Exercise objective:
Instruction for the entries that follow: retype exactly the lines from the line with "Target: white bottle" to the line with "column 283, row 397", both included, and omit all others.

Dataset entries
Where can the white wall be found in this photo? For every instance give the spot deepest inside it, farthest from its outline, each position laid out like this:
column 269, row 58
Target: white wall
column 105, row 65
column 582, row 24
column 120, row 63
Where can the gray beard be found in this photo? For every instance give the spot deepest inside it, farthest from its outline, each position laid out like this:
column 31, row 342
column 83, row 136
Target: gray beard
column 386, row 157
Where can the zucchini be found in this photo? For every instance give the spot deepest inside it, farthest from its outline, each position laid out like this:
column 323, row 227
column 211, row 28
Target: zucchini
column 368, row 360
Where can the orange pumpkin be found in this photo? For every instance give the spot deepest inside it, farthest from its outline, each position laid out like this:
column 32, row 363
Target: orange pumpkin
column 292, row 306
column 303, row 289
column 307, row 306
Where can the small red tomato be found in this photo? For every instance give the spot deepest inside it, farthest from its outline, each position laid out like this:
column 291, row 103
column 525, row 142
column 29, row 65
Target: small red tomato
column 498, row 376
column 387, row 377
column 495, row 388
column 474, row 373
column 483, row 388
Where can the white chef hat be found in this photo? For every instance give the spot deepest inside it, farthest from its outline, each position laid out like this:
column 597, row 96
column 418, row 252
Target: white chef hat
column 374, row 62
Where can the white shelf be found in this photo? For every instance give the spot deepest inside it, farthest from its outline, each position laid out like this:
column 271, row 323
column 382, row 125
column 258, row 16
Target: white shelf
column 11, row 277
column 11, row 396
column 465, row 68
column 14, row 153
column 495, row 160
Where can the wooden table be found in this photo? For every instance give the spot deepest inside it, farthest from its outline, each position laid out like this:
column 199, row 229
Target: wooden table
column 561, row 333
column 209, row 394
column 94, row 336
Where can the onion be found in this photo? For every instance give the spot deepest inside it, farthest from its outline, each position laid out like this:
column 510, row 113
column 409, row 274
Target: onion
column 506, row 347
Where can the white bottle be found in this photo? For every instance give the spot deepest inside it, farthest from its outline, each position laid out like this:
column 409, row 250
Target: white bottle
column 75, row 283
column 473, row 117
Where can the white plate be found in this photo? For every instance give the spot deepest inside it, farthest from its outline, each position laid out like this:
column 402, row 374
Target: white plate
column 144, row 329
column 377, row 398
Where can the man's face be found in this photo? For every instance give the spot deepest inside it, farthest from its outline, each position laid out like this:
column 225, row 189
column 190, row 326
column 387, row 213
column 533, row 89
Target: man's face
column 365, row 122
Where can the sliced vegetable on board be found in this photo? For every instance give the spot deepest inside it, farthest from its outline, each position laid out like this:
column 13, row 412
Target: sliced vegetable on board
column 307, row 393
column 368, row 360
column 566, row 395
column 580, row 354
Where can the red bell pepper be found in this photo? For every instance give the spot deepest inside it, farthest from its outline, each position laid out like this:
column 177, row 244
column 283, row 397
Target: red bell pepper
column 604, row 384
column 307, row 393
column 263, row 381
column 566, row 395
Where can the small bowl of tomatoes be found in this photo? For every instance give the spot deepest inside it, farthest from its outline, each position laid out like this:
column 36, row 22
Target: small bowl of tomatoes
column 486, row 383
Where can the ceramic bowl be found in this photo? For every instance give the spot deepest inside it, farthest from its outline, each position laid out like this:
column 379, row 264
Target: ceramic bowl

Written solution:
Target: white bottle
column 75, row 283
column 473, row 117
Where can the white plate be found in this photo? For every instance give the spot deepest inside it, farthest from its outline, each position laid out like this:
column 402, row 374
Target: white plate
column 144, row 329
column 377, row 398
Where can the man's face be found in this photo? For every instance give the spot deepest inside it, farthest from its outline, each position laid out like this:
column 225, row 189
column 190, row 326
column 387, row 213
column 533, row 89
Target: man's face
column 365, row 122
Where can the sliced vegetable on board be found in this photo? For every instance give the spot deepest inside it, farthest from its outline, each position laid out like this:
column 13, row 412
Target: sliced vegetable on board
column 307, row 393
column 368, row 360
column 566, row 395
column 580, row 354
Where can the red bell pepper be found in this photo? For every instance give the spot deepest inside it, farthest from its outline, each position laid out like this:
column 177, row 244
column 283, row 397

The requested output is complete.